Format every line of the material below as a JSON list of strings, with one string per line and blank lines omitted.

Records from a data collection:
┌────────
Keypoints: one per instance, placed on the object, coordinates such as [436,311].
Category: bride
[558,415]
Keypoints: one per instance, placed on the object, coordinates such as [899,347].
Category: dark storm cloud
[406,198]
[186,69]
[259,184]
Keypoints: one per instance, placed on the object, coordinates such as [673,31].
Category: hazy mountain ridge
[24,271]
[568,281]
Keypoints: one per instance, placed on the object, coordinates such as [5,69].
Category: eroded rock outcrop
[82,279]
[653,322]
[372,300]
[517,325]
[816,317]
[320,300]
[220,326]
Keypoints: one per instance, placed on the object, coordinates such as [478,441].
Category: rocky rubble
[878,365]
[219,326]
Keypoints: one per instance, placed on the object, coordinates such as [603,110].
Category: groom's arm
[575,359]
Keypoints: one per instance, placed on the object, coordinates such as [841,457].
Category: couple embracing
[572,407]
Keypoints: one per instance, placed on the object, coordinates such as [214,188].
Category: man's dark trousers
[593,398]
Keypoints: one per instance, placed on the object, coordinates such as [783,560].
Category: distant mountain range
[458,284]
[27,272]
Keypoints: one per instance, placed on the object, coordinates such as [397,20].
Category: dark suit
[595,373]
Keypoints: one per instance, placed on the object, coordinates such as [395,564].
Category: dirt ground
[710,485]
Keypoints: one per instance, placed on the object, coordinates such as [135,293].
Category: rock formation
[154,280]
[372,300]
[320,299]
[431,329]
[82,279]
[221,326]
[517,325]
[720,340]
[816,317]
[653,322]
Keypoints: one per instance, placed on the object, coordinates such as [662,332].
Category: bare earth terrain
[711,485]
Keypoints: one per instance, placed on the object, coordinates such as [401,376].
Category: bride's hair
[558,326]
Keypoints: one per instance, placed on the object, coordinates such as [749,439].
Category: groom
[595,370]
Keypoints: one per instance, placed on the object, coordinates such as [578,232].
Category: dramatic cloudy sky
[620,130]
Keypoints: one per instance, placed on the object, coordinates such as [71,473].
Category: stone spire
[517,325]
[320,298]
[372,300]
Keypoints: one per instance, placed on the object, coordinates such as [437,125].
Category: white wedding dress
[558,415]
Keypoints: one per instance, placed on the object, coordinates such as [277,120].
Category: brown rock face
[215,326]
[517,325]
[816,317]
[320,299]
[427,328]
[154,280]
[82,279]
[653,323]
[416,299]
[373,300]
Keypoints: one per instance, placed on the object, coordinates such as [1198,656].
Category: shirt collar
└────────
- SOLUTION FOR THIS EXERCISE:
[
  "Keypoints: one per instance, placed on the object, coordinates such as [436,311].",
  "Category: bride",
  "[558,415]",
  "Keypoints: one per instance, placed on the object, coordinates such as [899,347].",
  "Category: dark storm cloud",
  "[406,198]",
  "[186,69]",
  "[259,184]",
  "Keypoints: one per instance, placed on the object, coordinates such as [673,31].",
  "Category: hazy mountain ridge",
  "[24,271]",
  "[568,281]",
  "Keypoints: one per instance, placed on the object, coordinates such as [5,69].",
  "Category: eroded rock outcrop",
  "[82,279]",
  "[653,322]",
  "[372,300]",
  "[517,325]",
  "[816,317]",
  "[320,300]",
  "[220,326]",
  "Keypoints: one per instance, placed on the object, coordinates such as [478,441].",
  "Category: rocky rubble",
  "[878,365]",
  "[219,326]",
  "Keypoints: one per instance, placed on the object, coordinates such as [603,110].",
  "Category: groom's arm",
  "[575,359]",
  "Keypoints: one per instance, placed on the object, coordinates such as [841,457].",
  "Category: couple embracing",
  "[572,407]",
  "Keypoints: one per instance, placed on the object, coordinates such as [214,188].",
  "Category: man's dark trousers",
  "[593,398]",
  "Keypoints: one per instance, placed on the object, coordinates such as [783,560].",
  "Category: distant mountain range",
  "[458,284]",
  "[27,272]",
  "Keypoints: one per instance, placed on the object, coordinates such as [397,20].",
  "Category: dark suit",
  "[595,373]",
  "Keypoints: one per instance, placed on the object, coordinates such as [395,564].",
  "Category: dirt ground",
  "[710,485]",
  "Keypoints: one per instance, placed on the object, coordinates such as [135,293].",
  "Category: rock formation",
  "[154,280]",
  "[372,300]",
  "[320,299]",
  "[431,329]",
  "[82,279]",
  "[221,326]",
  "[517,325]",
  "[720,340]",
  "[816,317]",
  "[653,322]",
  "Keypoints: one per instance, placed on the object, coordinates such as [662,332].",
  "Category: bare earth terrain",
  "[711,485]",
  "Keypoints: one per instance, placed on the object, coordinates such as [401,376].",
  "Category: bride's hair",
  "[558,326]",
  "Keypoints: one per instance, placed on the object, coordinates such as [749,439].",
  "Category: groom",
  "[595,370]",
  "Keypoints: one per instance, placed on the object, coordinates such as [578,232].",
  "Category: dramatic cloudy sky",
  "[620,130]",
  "Keypoints: one per instance, placed on the object, coordinates such as [71,473].",
  "Category: stone spire",
  "[517,325]",
  "[320,298]",
  "[372,300]",
  "Keypoints: one per instance, placed on the object, coordinates such as [437,125].",
  "Category: white wedding dress",
  "[558,415]",
  "Keypoints: one per instance, placed on the object, coordinates such as [277,120].",
  "Category: brown rock face",
  "[215,326]",
  "[517,325]",
  "[816,317]",
  "[320,299]",
  "[427,328]",
  "[154,280]",
  "[82,279]",
  "[653,323]",
  "[416,299]",
  "[373,300]",
  "Keypoints: one per instance, placed on the object, coordinates such as [1198,656].",
  "Category: shirt collar"
]